Task to carry out :: Reproduce each line exactly. Skip none.

(Box-labeled dataset extracts)
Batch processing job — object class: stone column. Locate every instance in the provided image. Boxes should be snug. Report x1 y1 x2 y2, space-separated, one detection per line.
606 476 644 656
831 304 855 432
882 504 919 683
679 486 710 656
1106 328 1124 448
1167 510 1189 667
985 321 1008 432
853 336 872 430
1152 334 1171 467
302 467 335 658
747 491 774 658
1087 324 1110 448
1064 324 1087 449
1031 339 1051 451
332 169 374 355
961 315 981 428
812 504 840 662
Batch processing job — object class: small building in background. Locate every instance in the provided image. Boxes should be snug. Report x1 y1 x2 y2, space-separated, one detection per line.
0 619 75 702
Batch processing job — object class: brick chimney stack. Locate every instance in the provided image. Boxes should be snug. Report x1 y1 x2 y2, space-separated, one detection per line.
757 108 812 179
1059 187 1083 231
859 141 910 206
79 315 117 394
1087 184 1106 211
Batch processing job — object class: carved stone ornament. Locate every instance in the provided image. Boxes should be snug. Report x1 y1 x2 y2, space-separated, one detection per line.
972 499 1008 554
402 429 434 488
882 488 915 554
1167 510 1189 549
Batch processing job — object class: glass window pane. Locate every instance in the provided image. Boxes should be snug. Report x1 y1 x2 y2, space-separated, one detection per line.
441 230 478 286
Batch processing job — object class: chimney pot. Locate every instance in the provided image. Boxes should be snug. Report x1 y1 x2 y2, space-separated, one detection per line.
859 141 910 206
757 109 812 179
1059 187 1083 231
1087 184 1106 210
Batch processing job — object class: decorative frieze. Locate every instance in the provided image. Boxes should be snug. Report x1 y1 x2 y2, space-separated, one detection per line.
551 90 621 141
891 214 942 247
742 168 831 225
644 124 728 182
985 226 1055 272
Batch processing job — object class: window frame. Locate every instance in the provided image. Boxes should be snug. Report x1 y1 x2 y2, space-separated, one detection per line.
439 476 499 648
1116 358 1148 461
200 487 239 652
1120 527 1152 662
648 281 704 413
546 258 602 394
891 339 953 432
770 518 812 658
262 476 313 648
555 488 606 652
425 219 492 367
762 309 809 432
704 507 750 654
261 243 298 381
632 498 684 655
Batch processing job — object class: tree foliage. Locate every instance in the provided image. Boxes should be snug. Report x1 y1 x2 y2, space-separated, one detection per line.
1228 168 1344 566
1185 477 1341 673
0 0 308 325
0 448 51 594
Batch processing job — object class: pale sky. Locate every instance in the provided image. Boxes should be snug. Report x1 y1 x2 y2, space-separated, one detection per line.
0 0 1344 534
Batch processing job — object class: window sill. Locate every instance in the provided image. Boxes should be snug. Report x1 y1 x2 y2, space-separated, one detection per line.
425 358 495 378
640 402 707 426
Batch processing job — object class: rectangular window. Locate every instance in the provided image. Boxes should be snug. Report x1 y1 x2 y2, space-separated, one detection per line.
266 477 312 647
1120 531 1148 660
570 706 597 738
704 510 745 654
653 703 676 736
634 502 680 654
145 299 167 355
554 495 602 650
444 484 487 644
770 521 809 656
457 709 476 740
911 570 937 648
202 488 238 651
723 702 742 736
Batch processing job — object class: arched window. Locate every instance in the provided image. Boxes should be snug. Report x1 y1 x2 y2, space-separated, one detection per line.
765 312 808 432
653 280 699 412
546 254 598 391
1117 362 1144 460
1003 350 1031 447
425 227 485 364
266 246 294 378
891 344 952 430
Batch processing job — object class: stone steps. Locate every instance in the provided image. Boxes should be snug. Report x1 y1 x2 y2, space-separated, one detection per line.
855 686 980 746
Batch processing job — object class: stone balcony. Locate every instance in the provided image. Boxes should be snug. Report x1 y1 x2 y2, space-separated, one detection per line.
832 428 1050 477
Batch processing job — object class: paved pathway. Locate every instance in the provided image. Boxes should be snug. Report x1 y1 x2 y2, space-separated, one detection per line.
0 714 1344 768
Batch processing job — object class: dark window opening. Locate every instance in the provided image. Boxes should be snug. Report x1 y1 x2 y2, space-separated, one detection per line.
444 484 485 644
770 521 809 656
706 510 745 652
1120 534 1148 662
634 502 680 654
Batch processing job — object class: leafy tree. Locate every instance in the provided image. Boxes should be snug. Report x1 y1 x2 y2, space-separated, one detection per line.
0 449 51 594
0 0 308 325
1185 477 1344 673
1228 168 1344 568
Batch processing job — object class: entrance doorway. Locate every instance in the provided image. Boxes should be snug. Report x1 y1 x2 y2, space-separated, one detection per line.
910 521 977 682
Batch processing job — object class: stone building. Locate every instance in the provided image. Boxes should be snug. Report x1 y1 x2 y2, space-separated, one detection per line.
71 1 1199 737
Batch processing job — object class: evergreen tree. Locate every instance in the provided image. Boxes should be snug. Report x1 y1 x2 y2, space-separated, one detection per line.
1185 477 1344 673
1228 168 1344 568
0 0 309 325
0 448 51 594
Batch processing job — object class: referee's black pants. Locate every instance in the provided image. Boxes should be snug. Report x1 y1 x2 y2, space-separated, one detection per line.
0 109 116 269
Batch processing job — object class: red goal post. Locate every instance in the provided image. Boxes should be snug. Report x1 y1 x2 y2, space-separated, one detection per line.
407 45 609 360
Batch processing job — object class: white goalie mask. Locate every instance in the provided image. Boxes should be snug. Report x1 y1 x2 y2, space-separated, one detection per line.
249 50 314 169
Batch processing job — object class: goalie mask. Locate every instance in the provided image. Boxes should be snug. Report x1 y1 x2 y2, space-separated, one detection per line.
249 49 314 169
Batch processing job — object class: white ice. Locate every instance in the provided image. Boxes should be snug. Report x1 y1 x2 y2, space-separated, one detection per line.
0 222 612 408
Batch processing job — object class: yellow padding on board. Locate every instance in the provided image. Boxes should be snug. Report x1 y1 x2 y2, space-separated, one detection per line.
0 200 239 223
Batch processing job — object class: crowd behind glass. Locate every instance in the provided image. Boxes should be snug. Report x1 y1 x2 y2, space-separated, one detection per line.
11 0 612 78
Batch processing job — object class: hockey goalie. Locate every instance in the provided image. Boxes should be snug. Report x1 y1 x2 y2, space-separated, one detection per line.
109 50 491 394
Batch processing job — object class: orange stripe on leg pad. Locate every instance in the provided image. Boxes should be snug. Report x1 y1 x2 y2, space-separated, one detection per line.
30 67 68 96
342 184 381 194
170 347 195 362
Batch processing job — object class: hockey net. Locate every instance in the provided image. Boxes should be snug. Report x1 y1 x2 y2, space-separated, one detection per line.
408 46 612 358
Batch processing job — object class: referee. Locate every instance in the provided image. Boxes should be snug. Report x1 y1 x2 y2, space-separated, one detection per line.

Response below ::
Batch processing job — object class: stone column. Locate every instance in the provided image. Boxes should be snug. Report x1 y1 x2 y2, space-separated, one detection per line.
606 476 644 656
831 304 855 432
882 504 919 683
679 486 710 656
1106 328 1124 448
1167 510 1189 667
985 321 1008 432
853 336 872 430
1152 334 1171 467
302 467 335 658
747 491 774 658
1087 324 1110 448
1064 324 1087 449
1031 339 1051 451
332 169 374 355
961 315 981 428
812 504 840 662
Batch processing job — object class: small building in background. Locate every instance in the provided image. Boxes should be snug. Report x1 y1 x2 y2, space-separated, one detection per line.
0 619 75 702
Batch processing job — object class: brick chimney stack. Locate every instance in the provided image. Boxes should be snug. Report x1 y1 x2 y2, space-separated, one detection per line.
757 108 812 179
1059 187 1083 231
859 141 910 206
79 315 117 394
1087 184 1106 211
Batch processing job — object class: carved stone ornament. Locate every instance in the provided image. Boxes should be snug. Report x1 y1 x2 y2, space-separated, one detection per line.
972 499 1008 554
402 429 434 488
882 488 915 554
1167 510 1189 549
Batch processing job — object class: glass window pane. Locate every instance in the provided image. Boxes should be snug. Report x1 y1 x2 y2, space-separated, one detection per line.
441 230 478 286
Batch processing job — object class: chimney pot. Locate every instance in the provided image. Boxes should be snug. Report x1 y1 x2 y2, space-separated, one detection per line.
859 141 910 206
757 109 812 179
1059 187 1083 231
1087 184 1106 210
Batch processing job — object class: decorative frieze. Locate every instance in the provided image. Boxes should be snug. Report x1 y1 x2 y2, space-separated, one detection per line.
551 90 621 141
891 214 942 247
742 168 831 225
644 124 728 182
985 226 1055 272
Batch processing job — object class: window frame. Locate every instance in the provided image. Boxes should be snug. Report x1 y1 x2 y2, space-separated, one detection per line.
439 476 499 648
1116 358 1148 461
200 487 239 652
1120 527 1152 662
648 281 704 413
546 258 602 394
891 339 953 432
770 518 812 658
262 476 313 648
555 488 606 652
425 219 492 367
762 309 809 432
704 507 750 654
261 243 298 381
632 498 684 655
Batch processing job — object class: tree foliage. Locate every instance in the provided image. Boxes should be snug. Report x1 y1 x2 y2, space-separated, one detection per line.
1228 168 1344 566
1185 477 1341 673
0 0 308 325
0 448 51 594
Batch processing job — object class: pale sky. Locate every instance in the provided image. Boxes should be snug. Report x1 y1 x2 y2, space-separated, one detection per line.
0 0 1344 534
Batch processing job — object class: window sill. Locate every instance in the provided image. Boxes should be snug. Report x1 y1 x2 y2, space-separated, one detection per line.
425 358 495 378
640 402 707 426
Batch processing job — object class: rectangular window. Locate every instance in the provided image. Boxes should be snug. Report x1 y1 x2 y2, space-separated, one detection per line.
266 477 312 647
1120 531 1148 660
570 706 597 738
704 510 745 654
653 703 676 736
634 502 680 654
145 299 167 355
554 495 602 650
444 484 487 644
770 521 809 656
457 709 476 740
911 570 937 648
202 488 238 651
723 702 742 736
Batch processing job — object class: arched window. Locate every instance in the provided image. Boxes should be snug. Report x1 y1 x2 y2, space-separated, one detection per line.
765 312 808 432
653 280 699 412
546 254 598 391
1117 362 1144 460
1003 350 1031 447
425 227 485 364
266 246 294 378
891 344 952 430
Batch processing job — object class: stone steps. Locate every instance in the provided image. Boxes should be snug. Report x1 y1 x2 y2, space-separated, one detection per line.
855 686 980 746
Batch processing job — object class: stone balcony. Locate every instance in the provided image. Boxes should be snug. Report x1 y1 x2 y2, space-separated, one detection per line.
832 428 1050 477
Batch processing job — object class: paved pathway. Locate every instance in the provided image. Boxes should be snug. Report x1 y1 x2 y2, space-separated, one detection per line.
0 714 1344 768
Batch processing job — object class: dark window opening. Locate every instance in the provided image. Boxes should be snug. Report x1 y1 x2 y2, space-separated, one detection per line.
444 484 485 644
770 521 809 656
706 510 745 652
1120 534 1148 662
634 502 680 654
Batch processing job — object class: leafy tree. Locate every instance in the provided image. Boxes should be snug. Report x1 y1 x2 y2, space-separated, one detection per line.
0 449 51 594
0 0 308 325
1185 477 1344 673
1228 168 1344 568
Batch processing job — object class: entrance doorway. Locate every instance in the provided image. Boxes should be snug. Report x1 y1 x2 y2, space-separated, one detection per line.
910 521 977 682
Batch processing job — object class: stone building. Locate every instance in the provided image. Boxes should be snug. Report x1 y1 x2 y2, space-separated, one detection per line.
71 1 1199 737
Batch processing job — object class: evergreen tree. Locate every instance in the provided image. Boxes should be snug. Report x1 y1 x2 y2, space-separated, one detection per line.
1185 477 1344 673
1228 168 1344 568
0 0 309 325
0 448 51 594
Batch processing job — object class: referee's black pants. Locate every instance in the provided image. Boxes should be snug. Report x1 y1 x2 y2, space-separated, one detection per line.
0 109 116 269
Batch processing job — object class: red goal post. Locate every instance in the provided image. Boxes should be snug. Report x1 y1 x2 y2, space-separated, one detection per line.
407 45 609 360
Batch processing job — object class: white goalie mask. Locate every instance in the provided image. Boxes should be snug. Report x1 y1 x2 y2, space-separated, one detection per line.
249 50 314 169
Batch processing job — object class: goalie mask. Locate every instance in the provided image. Boxes should be snug. Report x1 y1 x2 y2, space-separated, one detection per line.
249 49 314 169
Batch processing job — object class: white ice. Locate every instance in the provided image. Boxes should be snug. Report x1 y1 x2 y2, space-separated, one detection per line.
0 222 612 408
Batch processing job — object class: yellow padding on board. Locate every instance in the provided image. Boxes should be snug. Report x1 y1 x2 y2, space-separated, one detection per line.
0 200 239 223
Batch processing job — object class: crowd behind glass. Locate every instance in the provided image. Boxes should be snug. Report x1 y1 x2 y2, space-separated, one detection per line.
11 0 612 78
Batch processing job — object class: hockey goalie. Locate every instance in the provided image. Boxes should be snug. Report x1 y1 x2 y2, space-separated, one detection per line.
109 50 491 394
Batch processing job — object class: orange stripe on leg pad. Locate every instance in the provided image. Boxes should be snug. Report x1 y1 x2 y2, space-separated, one detection per line.
30 67 68 96
342 184 381 194
170 347 195 362
Batch processing job — object class: hockey net. Locate every instance in the provided image. Boxes should be snug. Report x1 y1 x2 y2, space-separated, one detection per line.
408 46 612 358
Batch processing job — object class: referee. Locate every instance in the provided image. Boxes should be snug. Report x1 y1 x2 y2, space-separated, one detection per line.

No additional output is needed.